*Exercise*. Give every line of the rows below as a JSON list of strings, with one string per line and no blank lines. Leave the pictures out.

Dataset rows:
· · · · ·

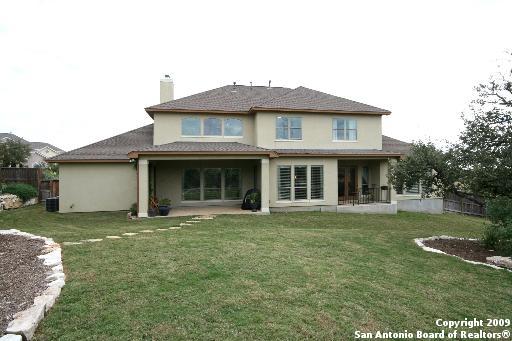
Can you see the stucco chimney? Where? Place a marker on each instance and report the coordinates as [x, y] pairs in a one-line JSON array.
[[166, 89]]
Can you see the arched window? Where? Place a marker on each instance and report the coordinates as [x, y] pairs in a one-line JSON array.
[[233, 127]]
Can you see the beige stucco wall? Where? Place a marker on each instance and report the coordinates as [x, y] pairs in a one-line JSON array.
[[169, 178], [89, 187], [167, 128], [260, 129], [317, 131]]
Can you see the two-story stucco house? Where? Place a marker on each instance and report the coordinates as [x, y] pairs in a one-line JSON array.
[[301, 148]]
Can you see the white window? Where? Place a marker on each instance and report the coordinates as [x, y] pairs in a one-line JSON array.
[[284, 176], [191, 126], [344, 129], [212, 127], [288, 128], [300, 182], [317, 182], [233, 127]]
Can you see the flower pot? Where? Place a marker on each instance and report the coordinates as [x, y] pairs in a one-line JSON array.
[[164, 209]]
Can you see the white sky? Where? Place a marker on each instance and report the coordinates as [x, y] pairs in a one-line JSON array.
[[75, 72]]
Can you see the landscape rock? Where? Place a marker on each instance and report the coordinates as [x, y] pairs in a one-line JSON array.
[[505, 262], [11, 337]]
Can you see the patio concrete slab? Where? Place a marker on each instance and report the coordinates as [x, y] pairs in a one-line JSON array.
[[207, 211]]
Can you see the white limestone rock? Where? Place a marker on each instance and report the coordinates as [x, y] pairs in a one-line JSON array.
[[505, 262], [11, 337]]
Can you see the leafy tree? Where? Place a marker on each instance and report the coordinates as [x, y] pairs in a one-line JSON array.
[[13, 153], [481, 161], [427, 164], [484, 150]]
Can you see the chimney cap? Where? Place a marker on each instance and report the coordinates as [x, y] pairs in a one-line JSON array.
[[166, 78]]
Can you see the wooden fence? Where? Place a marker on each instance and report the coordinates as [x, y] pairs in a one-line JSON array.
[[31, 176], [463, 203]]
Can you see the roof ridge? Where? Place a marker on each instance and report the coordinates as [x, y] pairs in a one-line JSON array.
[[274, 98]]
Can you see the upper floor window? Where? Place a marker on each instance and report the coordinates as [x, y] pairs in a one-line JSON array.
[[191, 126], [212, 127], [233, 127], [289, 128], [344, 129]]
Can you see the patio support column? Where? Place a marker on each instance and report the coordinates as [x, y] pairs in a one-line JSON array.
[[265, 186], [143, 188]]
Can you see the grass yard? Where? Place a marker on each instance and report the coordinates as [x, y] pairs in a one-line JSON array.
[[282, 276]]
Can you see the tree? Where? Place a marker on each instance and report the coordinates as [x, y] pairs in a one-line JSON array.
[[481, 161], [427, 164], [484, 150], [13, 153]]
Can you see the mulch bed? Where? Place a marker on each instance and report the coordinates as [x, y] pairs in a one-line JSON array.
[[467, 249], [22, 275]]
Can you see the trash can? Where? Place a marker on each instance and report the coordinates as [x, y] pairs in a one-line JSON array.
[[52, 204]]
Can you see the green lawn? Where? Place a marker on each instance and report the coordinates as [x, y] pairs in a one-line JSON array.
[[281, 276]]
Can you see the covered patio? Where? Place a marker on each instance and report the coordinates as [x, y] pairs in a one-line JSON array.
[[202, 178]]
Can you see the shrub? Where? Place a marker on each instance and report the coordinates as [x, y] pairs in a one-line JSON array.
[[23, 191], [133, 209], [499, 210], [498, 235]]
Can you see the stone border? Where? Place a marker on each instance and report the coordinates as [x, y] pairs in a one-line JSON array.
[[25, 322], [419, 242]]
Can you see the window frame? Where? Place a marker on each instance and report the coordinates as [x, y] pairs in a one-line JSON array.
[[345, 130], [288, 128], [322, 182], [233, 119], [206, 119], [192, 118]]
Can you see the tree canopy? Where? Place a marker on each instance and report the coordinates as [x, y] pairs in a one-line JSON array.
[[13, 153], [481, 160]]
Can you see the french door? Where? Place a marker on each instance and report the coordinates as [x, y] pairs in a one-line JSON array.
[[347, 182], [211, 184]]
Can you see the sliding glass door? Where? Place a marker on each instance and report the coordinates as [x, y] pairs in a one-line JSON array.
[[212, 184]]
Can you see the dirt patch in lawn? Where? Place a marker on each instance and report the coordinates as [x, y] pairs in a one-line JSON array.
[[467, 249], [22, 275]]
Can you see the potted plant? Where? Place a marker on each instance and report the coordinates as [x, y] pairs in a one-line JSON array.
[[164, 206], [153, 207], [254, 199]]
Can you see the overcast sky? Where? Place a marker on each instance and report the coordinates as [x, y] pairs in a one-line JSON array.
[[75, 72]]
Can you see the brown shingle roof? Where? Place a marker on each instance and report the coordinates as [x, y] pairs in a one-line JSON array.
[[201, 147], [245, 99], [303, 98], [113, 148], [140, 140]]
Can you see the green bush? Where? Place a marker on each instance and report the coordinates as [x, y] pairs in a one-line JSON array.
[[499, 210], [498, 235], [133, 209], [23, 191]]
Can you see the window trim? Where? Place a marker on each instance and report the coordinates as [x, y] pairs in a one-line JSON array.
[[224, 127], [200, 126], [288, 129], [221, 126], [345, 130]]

· · · · ·

*Output*.
[
  "Can you see the stucco chimney? Where? Place a marker on each instance and report the coordinates as [x, y] pairs in a one-line JSON array.",
  "[[166, 89]]",
  "Can you see the arched window? Where? Place a marker on each instance and report the coordinates as [x, y] pairs in a one-line JSON array.",
  "[[233, 127]]",
  "Can you see the beige stucco wall? Where? Place a marker on each instance and report the coordinates as [x, y] pairs in a one-line JSON array.",
  "[[169, 178], [89, 187], [167, 128], [260, 129], [317, 131]]",
  "Can you see the two-story stucco house? Where? Place a marker on each instance and report the coordinates as [x, y] pairs in a one-line JSON array.",
  "[[301, 148]]",
  "Can you see the white window? Where? Place a marker on each instance and report the coordinates as [x, y] pairs in a one-line JSON array.",
  "[[284, 176], [191, 126], [344, 129], [212, 127], [288, 128], [300, 182], [317, 182], [233, 127]]",
  "Can you see the flower pot? Where? Place a marker on each instance and report the coordinates as [x, y] pairs in a one-line JSON array.",
  "[[164, 209]]",
  "Can you see the white sky? Where? Place a marker on each instance and report the coordinates as [x, y] pairs in a one-line JSON array.",
  "[[75, 72]]",
  "Can you see the landscape rock? Where? Place a marker on each instance and report the coordinates as [x, y] pairs in a one-line JSON array.",
  "[[505, 262], [11, 337]]",
  "Can you see the patio concrete slab? Where? Place a marker on each instance and report the coordinates as [x, y] pairs in a one-line JSON array.",
  "[[207, 211]]",
  "Can you see the white limestone rock? Where? Place a marker on each instance and report the coordinates as [x, y] pairs in a one-line JSON array.",
  "[[505, 262], [11, 337]]",
  "Can you see the leafy tree? Where? Place a marker on each instance and report the coordinates as [x, y] pairs in a one-line JSON array.",
  "[[13, 153], [481, 161], [427, 164], [484, 150]]",
  "Can you see the chimney cap? Where? Place a marker on each instance and report the coordinates as [x, y] pairs in a one-line JSON array.",
  "[[166, 78]]",
  "Can you see the wooden fence? Where? Place a marker on each instance and report the coordinates as [x, y] pairs in a one-line JSON array.",
  "[[31, 176], [463, 203]]",
  "Can you see the roof ridge? Where? Place a marker on each instance and report the coordinates as [x, y] pairs in a one-line JSON array.",
  "[[274, 98]]",
  "Can you see the upper floor window? Where? Place a marker on each instance and report the coordinates as [x, y] pairs in a one-line JSON array.",
  "[[191, 126], [212, 127], [233, 127], [289, 128], [344, 129]]",
  "Can you see the patio support column? Where? Place a marker on each instance and report the coordinates as [x, y] pairs in a one-line JSON array.",
  "[[265, 186], [143, 188]]",
  "Can you see the grass yard? Where? Place a marker on each instance and report the coordinates as [x, y] pairs in a one-line JSON array.",
  "[[282, 276]]",
  "Can you see the tree? Where? Place a marker on each instance and report the coordinates as [x, y] pairs in a one-line JSON array.",
  "[[481, 161], [427, 164], [484, 150], [13, 153]]",
  "Can you see the mulch bed? Where? Place a marker on each instance and report the coordinates as [x, y] pairs in a one-line JSON array.",
  "[[467, 249], [22, 275]]",
  "Can you see the trash can? Where? Place a marker on each instance and report the coordinates as [x, y] pairs in a one-line JSON array.",
  "[[52, 204]]",
  "Can you see the green lawn? Where? Place a marker on each instance and report the coordinates as [x, y] pairs in a one-line JSON array.",
  "[[281, 276]]",
  "Can you see the covered patio? Where? Place a marker on each instance and report the coordinates as [x, y] pairs in a one-line JSON array.",
  "[[202, 178]]",
  "Can you see the shrub? Where? Place a marker on each instance and report the coordinates as [x, y] pairs in a one-line JSON array.",
  "[[23, 191], [133, 209], [499, 210], [498, 235]]",
  "Can you see the stone border? Where? Place a marker on each instance and report the coordinates as [x, y] pairs in a one-line JSON array.",
  "[[25, 322], [419, 242]]",
  "Can you see the window frame? Where? Place a marker on each instance and report the coordinates as [x, y] pairs in a one-line JSON array.",
  "[[345, 130], [288, 128], [322, 182], [233, 119], [206, 119], [192, 118]]",
  "Can you see the tree canopy? Where? Place a marker on each instance and report the coordinates as [x, y] pairs in a one-line JSON array.",
  "[[13, 153], [481, 160]]",
  "Can you see the french door? Where? Place a marker on each instance and report the coordinates as [x, y] pairs in a one-line JSON array.",
  "[[347, 182], [211, 184]]",
  "Can you see the sliding glass door? Where? Place a marker on each instance and report the coordinates as [x, y] pairs in a one-line JSON array.",
  "[[212, 184]]",
  "Can you see the dirt patch in lawn? Where? Place a marker on each instance and report the coordinates as [x, y] pairs in a one-line JSON array.",
  "[[467, 249], [22, 275]]",
  "Can you see the potted plant? Where? Place a marker on each instance and report the coordinates as [x, y] pairs in a one-line JSON array.",
  "[[164, 206], [153, 207], [254, 199]]",
  "Can you see the overcast sky? Where? Place a marker on each instance and report the coordinates as [x, y] pairs in a one-line JSON array.",
  "[[75, 72]]",
  "Can you see the brown shingle roof? Where? Place a marker on each instance and report the coordinates as [x, y] pairs in a one-line JSON array.",
  "[[201, 147], [245, 99], [303, 98], [113, 148], [140, 140]]",
  "Can you see the green bush? Where? Place a marker on each instance and report the coordinates as [x, y] pairs in a one-line JSON array.",
  "[[499, 210], [498, 235], [133, 209], [23, 191]]",
  "Can you see the window trim? Where? Place a marker on each instance and report the coordinates as [x, y] pairs in a one-line JSON array.",
  "[[224, 127], [200, 126], [288, 129], [221, 126], [345, 130]]"
]